::: DATA SUPPLIED

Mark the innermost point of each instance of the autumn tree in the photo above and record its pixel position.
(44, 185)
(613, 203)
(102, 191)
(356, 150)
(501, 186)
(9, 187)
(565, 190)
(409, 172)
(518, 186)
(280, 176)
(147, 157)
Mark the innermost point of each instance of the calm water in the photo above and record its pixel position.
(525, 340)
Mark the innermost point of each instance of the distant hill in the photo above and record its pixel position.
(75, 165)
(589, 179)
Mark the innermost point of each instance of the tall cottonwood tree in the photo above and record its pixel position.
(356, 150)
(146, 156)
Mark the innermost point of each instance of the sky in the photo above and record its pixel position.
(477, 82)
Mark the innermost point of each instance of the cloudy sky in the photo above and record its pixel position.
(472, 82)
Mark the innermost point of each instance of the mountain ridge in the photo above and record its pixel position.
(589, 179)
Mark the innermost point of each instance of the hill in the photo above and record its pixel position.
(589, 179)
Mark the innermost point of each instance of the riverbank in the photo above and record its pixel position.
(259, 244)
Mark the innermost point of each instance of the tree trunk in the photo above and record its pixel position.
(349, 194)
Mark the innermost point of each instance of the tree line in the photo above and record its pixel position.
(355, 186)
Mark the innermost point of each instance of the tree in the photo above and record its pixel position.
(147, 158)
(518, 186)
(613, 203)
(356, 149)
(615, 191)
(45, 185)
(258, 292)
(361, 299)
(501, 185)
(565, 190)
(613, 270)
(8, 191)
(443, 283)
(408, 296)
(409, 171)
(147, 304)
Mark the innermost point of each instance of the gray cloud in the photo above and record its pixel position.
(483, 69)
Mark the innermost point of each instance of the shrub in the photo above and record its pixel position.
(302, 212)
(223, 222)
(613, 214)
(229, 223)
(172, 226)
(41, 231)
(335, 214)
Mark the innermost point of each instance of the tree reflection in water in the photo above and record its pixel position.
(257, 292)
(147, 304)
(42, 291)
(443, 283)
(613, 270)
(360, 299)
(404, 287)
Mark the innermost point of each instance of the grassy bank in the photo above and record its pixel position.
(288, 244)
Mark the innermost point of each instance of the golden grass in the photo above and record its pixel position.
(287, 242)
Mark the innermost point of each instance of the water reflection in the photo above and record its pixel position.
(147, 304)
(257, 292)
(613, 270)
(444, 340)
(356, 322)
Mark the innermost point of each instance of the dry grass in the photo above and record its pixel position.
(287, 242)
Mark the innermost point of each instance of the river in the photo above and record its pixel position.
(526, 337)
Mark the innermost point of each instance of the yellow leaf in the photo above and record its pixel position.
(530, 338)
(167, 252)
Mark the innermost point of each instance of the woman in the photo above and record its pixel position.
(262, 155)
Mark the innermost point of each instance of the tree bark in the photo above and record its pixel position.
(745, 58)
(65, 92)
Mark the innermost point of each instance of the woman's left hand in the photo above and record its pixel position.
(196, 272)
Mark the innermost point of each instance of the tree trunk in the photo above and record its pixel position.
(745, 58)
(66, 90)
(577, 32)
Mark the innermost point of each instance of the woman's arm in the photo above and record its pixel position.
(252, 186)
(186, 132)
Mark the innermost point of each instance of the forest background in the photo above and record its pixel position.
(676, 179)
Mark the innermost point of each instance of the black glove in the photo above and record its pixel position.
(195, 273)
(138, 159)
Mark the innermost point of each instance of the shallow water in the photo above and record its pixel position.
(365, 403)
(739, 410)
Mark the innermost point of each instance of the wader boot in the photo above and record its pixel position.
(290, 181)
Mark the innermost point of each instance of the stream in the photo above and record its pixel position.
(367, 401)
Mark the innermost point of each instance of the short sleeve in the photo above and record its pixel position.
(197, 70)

::::::

Return, word for word, each line from the line that contains "Mark the innermost point of each instance of the river in" to the end of the listing above; include both end lines and nothing else.

Mark the innermost point of each instance of the river in the photo above and record its pixel position.
(526, 337)
Mark the innermost point of each instance of the yellow leaf in the photo above and record its pixel position.
(530, 338)
(167, 252)
Mark the innermost point of each instance of the woman in the photo above and record its pixel position.
(262, 155)
Mark the innermost point of each instance of the tree bark in the photo above and record its pixel position.
(745, 58)
(65, 92)
Mark the innermost point of each instance of the woman's left hand in the photo above and record its pixel position.
(196, 272)
Mark the innermost point of each instance of the tree trunk in the photo above and record its pixel position.
(745, 58)
(66, 90)
(577, 32)
Mark the innermost point of each instance of the woman's arm in the photo above and record its pixel position.
(252, 186)
(186, 132)
Mark the innermost point of each instance of the forest background in the photo above and record its pixel position.
(676, 179)
Mark the innermost point of each instance of the black glove in the photo above and record its pixel position.
(195, 273)
(138, 159)
Mark the innermost point of each instance of the shallow water in the photo above and record its pixel position.
(365, 403)
(739, 410)
Mark the innermost point of each instance of the wader boot in the photo above and record its pixel position.
(290, 181)
Mark the innermost point of each instance of the stream in the photo above and record its pixel position.
(367, 401)
Mark the innermost point of each instance of the short sleeve in the photo above and record its pixel position.
(197, 70)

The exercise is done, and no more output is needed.